**課題**
以下の抽出テキストのうち、「音てるいとだが　should be 育（そだ）てることだが」から始まり「there be)+まい(probably not)」で終わる部分を、「method」を「approach」に置き換えて書き直してください。

== 抽出テキスト

# 私の役目は　はやく　お前を一人前に



## SeekerOfPeace

私の役目は　はやく　お前を一人前に　音てるいとだが　おせっても　しかたあ

るまい。

  In this sentence 私のやゆめ means “my business”. It is followed by the particle は　which implies that what comes previously is the topic of the sentence.

  I have no idea what はやくmeans as I can’t find any information about this expression in any of my dictionaries. 

  In the following segment: お前を一人前に
  What does the お　mean just before the 前? 

  Now, 前 means “before” and “を” is a particle which marks a direct object. The direct object in this segment is 一人前 which means “adult”. 

  So I’m guessing it means: “Before you become an adult”.

  What is the purpose of に there however? This kind of puzzles me…

  As for this segment: 音てるいとだが I’m confused as well. 音　means “sound”. I would guess that てる　is a verb ending or an inflection of some sort. As for the rest, I’m lost though.

  As for this part おせっても I can’t translate any of it. I can’t tell which hiragana combination makes up which word, even when I paste the whole string of hiragana in my dictionary software.

  Same thing forしかたあ andるまい.

  Is there anything I could look out for to be able to discern the words and differenciate them from particles or verb endings?


----------



## kareno999

音てるいとだが　should be 育（そだ）てることだが
No idea what おせっても is.


> What does the お　mean just before the 前?


お前 means "you"
しかたあるまい = しかた(method, way)+ある(have, there be)+まい(probably not)


----------



## Tejano Rafael

SeekerOfPeace said:


> 私の役目は　はやく　お前を一人前に　音てるいとだが　おせっても　しかたあるまい。


As *kareno999* has already pointed out to you, there are some mistakes in what you have written. It should be 私の役目は早くお前を一人前に育てることだがあせってもしかたあるまい。Probably the handwriting was not so clear, I guess.

This means, "It is my job to quickly bring you up (educate you) to be an adult, but it won't do (me) much good to be impatient."
私の役目 (わたしのやくめ）= my job, my duty
はやく (早く） = quickly (or perhaps, "as quickly as possible" is implied. It would be more likely to say that in English, but just say "quickly" in Japanese.)
お前 = you (very informal, to someone very close or inferior)
（に）育てる = to educate
あせって（あせる） = be impatient


----------



## SeekerOfPeace

Wow, thanks for all the replies! Very useful.

About はやく. I figured as much but I wasn't sure.

Ok, please, please explain to me why the writer would write:

はやく and not 早く。

I've just started studying Japanese and I don't know why they sometimes write the Kanji and sometimes write how to say the Kanji.

Is there any logic to this? I mean, are there any rules to follow?


----------



## NonComposMentis

SeekerOfPeace said:


> Ok, please, please explain to me why the writer would write:
> 
> はやく and not 早く。
> 
> I've just started studying Japanese and I don't know why they sometimes write the Kanji and sometimes write how to say the Kanji.
> 
> Is there any logic to this? I mean, are there any rules to follow?

====
== 元データ

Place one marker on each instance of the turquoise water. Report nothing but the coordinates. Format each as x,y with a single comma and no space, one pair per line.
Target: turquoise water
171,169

====

**解答**
音てるいとだが　should be 育（そだ）てることだが
No idea what おせっても is.


> What does the お　mean just before the 前?


お前 means "you"
しかたあるまい = しかた(approach, way)+ある(have, there be)+まい(probably not)